**BRIEF:** Reproduce the data word for word, starting at the line that contains "point_to MUST return one point per instance of the man's lips" and continuing through the end of the data.

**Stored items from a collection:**
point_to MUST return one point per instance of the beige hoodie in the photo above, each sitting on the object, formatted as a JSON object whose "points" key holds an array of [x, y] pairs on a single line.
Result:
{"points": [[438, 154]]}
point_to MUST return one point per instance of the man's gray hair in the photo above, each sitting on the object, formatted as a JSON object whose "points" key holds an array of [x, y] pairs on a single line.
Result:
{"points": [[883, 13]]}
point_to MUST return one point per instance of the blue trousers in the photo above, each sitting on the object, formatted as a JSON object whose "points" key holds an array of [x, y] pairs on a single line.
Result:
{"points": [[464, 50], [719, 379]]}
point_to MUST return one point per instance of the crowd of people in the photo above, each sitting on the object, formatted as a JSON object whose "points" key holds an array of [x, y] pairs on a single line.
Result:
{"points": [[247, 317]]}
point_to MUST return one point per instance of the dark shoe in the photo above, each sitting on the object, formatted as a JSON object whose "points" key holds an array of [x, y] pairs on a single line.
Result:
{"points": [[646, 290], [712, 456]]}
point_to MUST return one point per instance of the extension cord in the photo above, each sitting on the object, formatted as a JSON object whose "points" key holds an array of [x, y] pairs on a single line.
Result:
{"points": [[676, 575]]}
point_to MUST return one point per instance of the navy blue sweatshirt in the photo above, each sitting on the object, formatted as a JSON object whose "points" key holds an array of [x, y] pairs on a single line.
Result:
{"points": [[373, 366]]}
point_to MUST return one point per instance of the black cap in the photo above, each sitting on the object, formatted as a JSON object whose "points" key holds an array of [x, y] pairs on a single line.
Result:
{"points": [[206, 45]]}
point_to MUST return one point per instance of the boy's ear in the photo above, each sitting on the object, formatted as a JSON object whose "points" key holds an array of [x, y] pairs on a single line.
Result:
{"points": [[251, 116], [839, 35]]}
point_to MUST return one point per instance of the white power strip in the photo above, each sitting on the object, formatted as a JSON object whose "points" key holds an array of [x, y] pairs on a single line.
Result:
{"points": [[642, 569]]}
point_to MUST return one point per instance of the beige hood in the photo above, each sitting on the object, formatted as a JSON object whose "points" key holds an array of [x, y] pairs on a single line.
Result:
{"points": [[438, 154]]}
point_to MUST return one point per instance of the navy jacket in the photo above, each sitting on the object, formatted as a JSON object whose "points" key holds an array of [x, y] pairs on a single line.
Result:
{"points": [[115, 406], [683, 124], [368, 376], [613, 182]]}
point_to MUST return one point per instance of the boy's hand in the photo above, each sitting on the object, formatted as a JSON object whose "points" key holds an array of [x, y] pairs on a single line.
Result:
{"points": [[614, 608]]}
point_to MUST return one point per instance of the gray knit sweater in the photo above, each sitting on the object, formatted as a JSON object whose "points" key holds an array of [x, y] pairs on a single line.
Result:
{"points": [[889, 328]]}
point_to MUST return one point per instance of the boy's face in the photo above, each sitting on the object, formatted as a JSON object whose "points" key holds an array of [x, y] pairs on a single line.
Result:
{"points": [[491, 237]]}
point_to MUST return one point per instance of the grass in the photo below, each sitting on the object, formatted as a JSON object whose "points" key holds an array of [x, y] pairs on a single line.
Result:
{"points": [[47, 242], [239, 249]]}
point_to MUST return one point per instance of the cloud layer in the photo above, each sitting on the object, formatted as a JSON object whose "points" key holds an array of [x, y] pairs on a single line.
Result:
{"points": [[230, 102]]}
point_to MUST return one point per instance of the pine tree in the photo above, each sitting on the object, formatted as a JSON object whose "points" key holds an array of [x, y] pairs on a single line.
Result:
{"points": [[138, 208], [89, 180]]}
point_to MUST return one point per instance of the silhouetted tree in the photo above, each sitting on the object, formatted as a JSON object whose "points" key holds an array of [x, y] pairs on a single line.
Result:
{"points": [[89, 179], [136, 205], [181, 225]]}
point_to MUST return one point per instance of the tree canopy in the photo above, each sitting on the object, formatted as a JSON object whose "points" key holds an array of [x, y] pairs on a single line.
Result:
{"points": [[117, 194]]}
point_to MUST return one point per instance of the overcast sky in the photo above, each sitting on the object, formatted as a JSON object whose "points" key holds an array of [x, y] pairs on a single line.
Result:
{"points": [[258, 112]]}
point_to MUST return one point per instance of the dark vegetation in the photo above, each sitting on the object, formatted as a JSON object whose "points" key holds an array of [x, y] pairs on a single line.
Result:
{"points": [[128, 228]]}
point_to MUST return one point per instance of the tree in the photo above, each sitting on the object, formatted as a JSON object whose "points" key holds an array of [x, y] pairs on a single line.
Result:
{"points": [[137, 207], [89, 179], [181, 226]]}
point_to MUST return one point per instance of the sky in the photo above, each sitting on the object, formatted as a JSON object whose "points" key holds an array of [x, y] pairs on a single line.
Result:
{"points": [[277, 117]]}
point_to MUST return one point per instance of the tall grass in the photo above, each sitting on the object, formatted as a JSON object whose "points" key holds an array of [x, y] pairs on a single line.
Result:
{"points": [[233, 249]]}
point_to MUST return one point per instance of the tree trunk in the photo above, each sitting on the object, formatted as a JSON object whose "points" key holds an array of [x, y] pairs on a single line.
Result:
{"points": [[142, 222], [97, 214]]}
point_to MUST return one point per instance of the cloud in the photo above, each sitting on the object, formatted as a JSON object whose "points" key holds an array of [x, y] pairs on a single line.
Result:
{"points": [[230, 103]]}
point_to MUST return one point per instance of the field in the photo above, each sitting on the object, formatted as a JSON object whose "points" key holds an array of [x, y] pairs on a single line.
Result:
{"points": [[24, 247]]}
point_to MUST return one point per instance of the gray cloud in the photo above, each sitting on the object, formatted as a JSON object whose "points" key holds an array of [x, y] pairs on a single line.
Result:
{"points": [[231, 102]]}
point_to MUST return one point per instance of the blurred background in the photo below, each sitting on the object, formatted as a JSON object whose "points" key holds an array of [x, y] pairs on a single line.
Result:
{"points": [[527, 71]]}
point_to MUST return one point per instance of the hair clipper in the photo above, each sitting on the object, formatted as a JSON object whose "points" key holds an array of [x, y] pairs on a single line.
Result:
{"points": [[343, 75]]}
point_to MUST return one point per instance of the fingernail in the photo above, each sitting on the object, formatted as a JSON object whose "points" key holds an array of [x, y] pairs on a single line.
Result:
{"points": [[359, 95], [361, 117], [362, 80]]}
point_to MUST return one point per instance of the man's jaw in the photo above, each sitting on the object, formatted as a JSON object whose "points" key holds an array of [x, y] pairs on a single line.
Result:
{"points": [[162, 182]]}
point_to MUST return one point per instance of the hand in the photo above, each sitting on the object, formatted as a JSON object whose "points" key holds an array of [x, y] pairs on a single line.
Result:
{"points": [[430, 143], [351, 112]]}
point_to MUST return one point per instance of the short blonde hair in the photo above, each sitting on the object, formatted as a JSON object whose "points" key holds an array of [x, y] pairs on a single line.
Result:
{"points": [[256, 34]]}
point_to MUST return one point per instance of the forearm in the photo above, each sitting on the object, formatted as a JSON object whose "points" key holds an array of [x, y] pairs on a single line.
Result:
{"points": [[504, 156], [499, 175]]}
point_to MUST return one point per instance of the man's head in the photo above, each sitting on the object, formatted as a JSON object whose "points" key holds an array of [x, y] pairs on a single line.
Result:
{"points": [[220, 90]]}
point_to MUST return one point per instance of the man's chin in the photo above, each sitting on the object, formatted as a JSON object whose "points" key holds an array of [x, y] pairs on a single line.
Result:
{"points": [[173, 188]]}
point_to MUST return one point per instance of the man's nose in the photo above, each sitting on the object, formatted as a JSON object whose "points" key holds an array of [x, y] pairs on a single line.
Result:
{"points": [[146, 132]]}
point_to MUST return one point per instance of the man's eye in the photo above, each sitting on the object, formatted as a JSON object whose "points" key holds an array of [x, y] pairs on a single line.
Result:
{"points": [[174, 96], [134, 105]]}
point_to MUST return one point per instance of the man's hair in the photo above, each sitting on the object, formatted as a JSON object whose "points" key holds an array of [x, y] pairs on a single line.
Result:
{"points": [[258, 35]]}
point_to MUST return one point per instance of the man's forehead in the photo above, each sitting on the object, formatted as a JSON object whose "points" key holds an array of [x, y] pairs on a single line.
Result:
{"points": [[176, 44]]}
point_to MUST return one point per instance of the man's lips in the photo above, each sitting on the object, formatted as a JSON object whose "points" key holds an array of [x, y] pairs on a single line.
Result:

**REPLY:**
point_to MUST return one point per instance of the man's lips in the photo above, each sitting on the object, formatted as a JSON object whose "points" key holds an array of [x, y] pairs on a single line.
Result:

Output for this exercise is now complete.